### REQUIREMENTS
Transcribe the lines below verbatim, skipping the images.

+--

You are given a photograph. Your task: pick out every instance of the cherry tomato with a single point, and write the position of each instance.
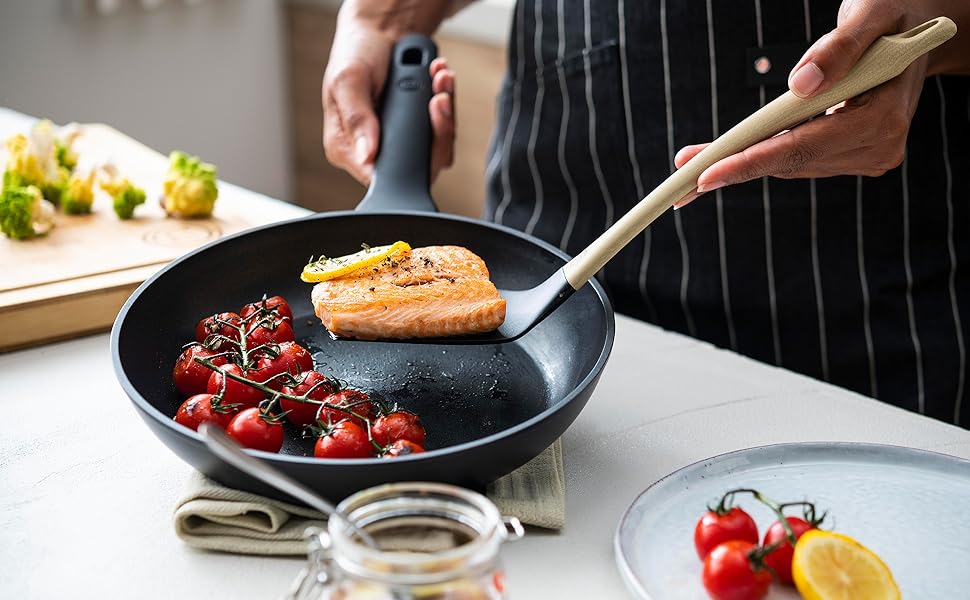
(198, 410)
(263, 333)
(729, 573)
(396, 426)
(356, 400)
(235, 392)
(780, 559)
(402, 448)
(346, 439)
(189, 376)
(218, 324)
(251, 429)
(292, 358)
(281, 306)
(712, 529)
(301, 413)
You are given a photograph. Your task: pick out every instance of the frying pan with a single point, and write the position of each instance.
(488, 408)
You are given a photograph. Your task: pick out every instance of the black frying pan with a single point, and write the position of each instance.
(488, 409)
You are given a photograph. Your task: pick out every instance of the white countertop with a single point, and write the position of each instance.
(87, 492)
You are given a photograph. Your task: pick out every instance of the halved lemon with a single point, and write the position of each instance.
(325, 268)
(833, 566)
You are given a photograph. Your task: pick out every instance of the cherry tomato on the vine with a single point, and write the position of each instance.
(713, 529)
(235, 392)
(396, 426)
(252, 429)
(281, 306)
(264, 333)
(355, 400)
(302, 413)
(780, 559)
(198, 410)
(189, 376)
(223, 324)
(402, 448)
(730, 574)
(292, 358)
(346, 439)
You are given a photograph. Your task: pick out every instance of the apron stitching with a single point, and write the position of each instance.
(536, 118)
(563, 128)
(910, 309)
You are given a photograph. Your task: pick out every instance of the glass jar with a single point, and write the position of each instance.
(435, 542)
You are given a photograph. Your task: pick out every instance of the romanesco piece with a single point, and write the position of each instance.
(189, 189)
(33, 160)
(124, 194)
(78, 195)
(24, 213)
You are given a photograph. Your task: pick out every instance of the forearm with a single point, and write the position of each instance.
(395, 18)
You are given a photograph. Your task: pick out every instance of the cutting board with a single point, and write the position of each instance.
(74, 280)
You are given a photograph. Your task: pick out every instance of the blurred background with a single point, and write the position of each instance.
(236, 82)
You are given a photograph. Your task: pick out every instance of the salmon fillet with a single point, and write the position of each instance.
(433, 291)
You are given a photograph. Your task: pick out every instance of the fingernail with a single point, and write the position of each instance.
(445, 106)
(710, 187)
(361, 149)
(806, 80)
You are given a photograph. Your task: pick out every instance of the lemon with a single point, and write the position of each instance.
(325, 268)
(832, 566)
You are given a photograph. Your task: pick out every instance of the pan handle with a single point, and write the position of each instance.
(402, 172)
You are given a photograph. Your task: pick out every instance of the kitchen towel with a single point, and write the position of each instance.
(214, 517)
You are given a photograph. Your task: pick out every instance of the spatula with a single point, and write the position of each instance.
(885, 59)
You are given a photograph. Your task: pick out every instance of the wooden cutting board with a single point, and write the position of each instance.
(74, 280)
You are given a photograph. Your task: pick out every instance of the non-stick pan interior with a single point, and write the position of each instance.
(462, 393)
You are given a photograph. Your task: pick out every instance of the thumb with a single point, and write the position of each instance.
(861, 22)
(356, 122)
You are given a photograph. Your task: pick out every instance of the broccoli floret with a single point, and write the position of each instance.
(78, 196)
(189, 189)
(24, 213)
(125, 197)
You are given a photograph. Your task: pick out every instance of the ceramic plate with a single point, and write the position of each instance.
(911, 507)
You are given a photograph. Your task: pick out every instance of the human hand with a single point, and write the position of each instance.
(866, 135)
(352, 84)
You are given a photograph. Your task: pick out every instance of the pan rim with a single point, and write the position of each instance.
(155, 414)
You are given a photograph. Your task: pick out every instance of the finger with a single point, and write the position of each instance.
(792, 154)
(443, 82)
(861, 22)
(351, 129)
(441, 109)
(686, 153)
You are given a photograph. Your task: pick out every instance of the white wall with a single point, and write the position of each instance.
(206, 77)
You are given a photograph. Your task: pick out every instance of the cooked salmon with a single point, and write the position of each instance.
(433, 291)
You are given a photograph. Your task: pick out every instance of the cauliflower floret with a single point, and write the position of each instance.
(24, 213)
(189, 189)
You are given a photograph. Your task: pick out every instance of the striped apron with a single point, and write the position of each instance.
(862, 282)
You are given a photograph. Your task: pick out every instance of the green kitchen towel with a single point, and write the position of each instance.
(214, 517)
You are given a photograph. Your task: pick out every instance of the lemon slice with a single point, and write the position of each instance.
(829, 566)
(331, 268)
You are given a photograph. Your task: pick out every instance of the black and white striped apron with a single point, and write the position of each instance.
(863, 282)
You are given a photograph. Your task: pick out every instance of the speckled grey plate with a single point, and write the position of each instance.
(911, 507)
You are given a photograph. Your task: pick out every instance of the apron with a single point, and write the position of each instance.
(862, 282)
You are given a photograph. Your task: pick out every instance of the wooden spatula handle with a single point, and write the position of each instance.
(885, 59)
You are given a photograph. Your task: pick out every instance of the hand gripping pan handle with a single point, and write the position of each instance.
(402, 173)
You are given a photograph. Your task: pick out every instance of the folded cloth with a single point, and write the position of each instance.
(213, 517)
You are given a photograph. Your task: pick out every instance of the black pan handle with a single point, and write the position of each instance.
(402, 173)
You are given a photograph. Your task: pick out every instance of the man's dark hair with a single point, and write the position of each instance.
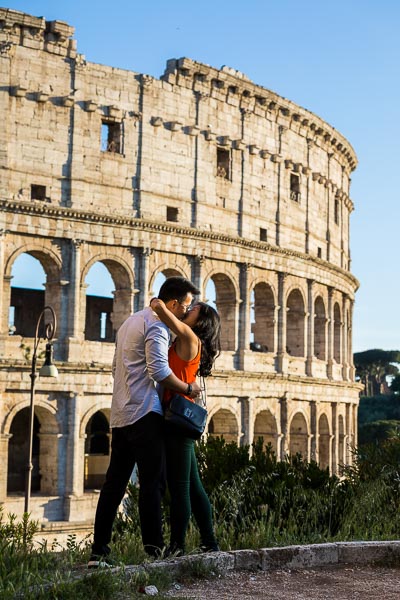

+--

### WRITTEN SOLUTION
You are given a photograph. Your task: pick out every instance of the cherry tomato with a single point, and write the position of each instance.
(198, 410)
(263, 333)
(729, 573)
(396, 426)
(356, 400)
(235, 392)
(780, 559)
(402, 448)
(346, 439)
(189, 376)
(218, 324)
(251, 429)
(292, 358)
(281, 306)
(712, 529)
(301, 413)
You are given a photograph. Your task: pick out every instance of the frying pan with a single point, and write the position of each instance.
(488, 408)
You are given a photograph. Your task: pick out every instance of the black frying pan with a single point, and write the position of each instance.
(488, 409)
You are given a photograph. Your task: pick out every instance of the white countertop with a single point, and write the position of each instance.
(87, 492)
You are given a photograph. Your task: pick out every instance of the halved lemon with a single point, and write the position of each instance.
(325, 268)
(833, 566)
You are given a photograph. Your task: pick out every instance of the cherry tomato on the vine with a single point, and write the position of each instance.
(713, 529)
(235, 392)
(396, 426)
(252, 429)
(281, 306)
(264, 333)
(355, 400)
(302, 413)
(780, 559)
(198, 410)
(189, 376)
(223, 324)
(402, 448)
(730, 574)
(292, 358)
(346, 439)
You are given a photograph. Your task: pick out every instance of the apron stitching with a single point, and write the position of each instance.
(536, 118)
(563, 128)
(910, 309)
You are given a photograph. Your task: pick out every instance of the glass jar with a single point, and write the position of each instance.
(435, 542)
You are given a photograph. Your task: pick out every instance of the romanesco piece with a single point, and write the position of each instance.
(189, 189)
(33, 160)
(124, 194)
(78, 195)
(24, 213)
You are given a photograph. Your task: pick out every instance of the forearm with a single point, and write the position of each instance.
(395, 18)
You are given a photograph. Your task: pick out every instance of the cutting board with a single point, and write the position of each instance.
(74, 280)
You are given a photograph. Your task: pick out every instance of the blurred background with a single point, and write the position of each instance.
(236, 82)
You are given a photograph. Your task: pick out every instance of the salmon fillet with a single point, and write the position of each instance.
(433, 291)
You are given a photograph. Your task: pick out every instance of the fingernail with a single point, and write the position of each instance.
(445, 106)
(710, 187)
(361, 149)
(806, 80)
You are given a photograph. Your task: pick out every instance of the lemon with a single point, and write the position of each instance.
(325, 268)
(832, 566)
You are given a photograph. Your task: pick out every instance of the pan handle with a single point, and write the position of each instance.
(402, 172)
You are given a photograph. Your task: pick out every instance of the kitchen towel with a single point, and write the position of each instance.
(214, 517)
You are given a photograph. Your task: pick out every instance of the spatula with a single point, and write the position of each instance.
(885, 59)
You are given a photograph. Your task: pick out every instance of the wooden cutting board with a single point, and write the position of each instance.
(74, 280)
You are given a photograph. Your task: pick out every instance of the non-stick pan interior with a single point, and write the position of each instance.
(462, 393)
You are given a photograph. Your task: pick out every instance of the thumb with a single point, and write the position of each instance.
(861, 22)
(356, 122)
You are given a photograph. Your task: pick out every instance of the broccoli floret with a single point, and write the position of each instance.
(78, 196)
(189, 189)
(24, 213)
(125, 197)
You are given a photograph. Your task: pick out every instance of the ceramic plate with a single point, and write the position of each instance.
(911, 507)
You are given a photograph. Your task: pick out every instance of the human hand with a single point, and write the position of each instance.
(866, 135)
(352, 84)
You are given a photograph. Your task: pick out every instance of the pan rim with a single point, and write the position of each instance.
(155, 414)
You are given a photograph. Your task: pick out every instance of the finger with a single point, and write the position of each instance.
(792, 154)
(443, 82)
(861, 22)
(351, 129)
(441, 109)
(686, 153)
You are given a photograph. Your task: pick out every instance of the white wall with a single point, and write the position of each instance.
(206, 77)
You are given a photograph. Your task: pick out every instance of the cooked salmon with a single point, and write the position of each instance.
(433, 291)
You are given a photograph. Your task: pick out every instance of the cauliflower floret with a single point, and write the position of each instance.
(24, 213)
(189, 189)
You are given a photograph. Your task: pick out every instance of the striped apron with a single point, and write the position of each instance.
(862, 282)
You are given a photograph. Your task: pick out every instance of the green kitchen towel with a single point, and write the position of each instance.
(214, 517)
You are given a photograph. Your task: pick out every instance of the lemon slice with a single point, and write the position of each instance.
(829, 566)
(331, 268)
You are given a photograph. Your task: pick out every instance of the black and white striped apron with a single point, and write the position of each instance.
(863, 282)
You are given a photograph. Your task: pick out every instance of the speckled grey plate with a single point, and write the position of each instance.
(911, 507)
You are given a photograph. Your task: pick out every instance of the apron with a single point, and write the position of each instance.
(862, 282)
You are given a photograph. Your task: pick out every instance of the wooden spatula handle with a single point, and write the position of each instance.
(885, 59)
You are given a photograph. Your task: pick out every instance of the hand gripping pan handle with a single point, and write the position of each instance.
(402, 173)
You are given a photograph. Your task: pick out every instance of the folded cloth with a single point, and write the position of each instance.
(213, 517)
You are given a photograph. Your task: pick out every instance of the black pan handle with a single point, and write the position of each instance.
(402, 173)
You are given a photograph. Your task: pick out every instance of the man's dark hair with a single point, and write the position of each instance.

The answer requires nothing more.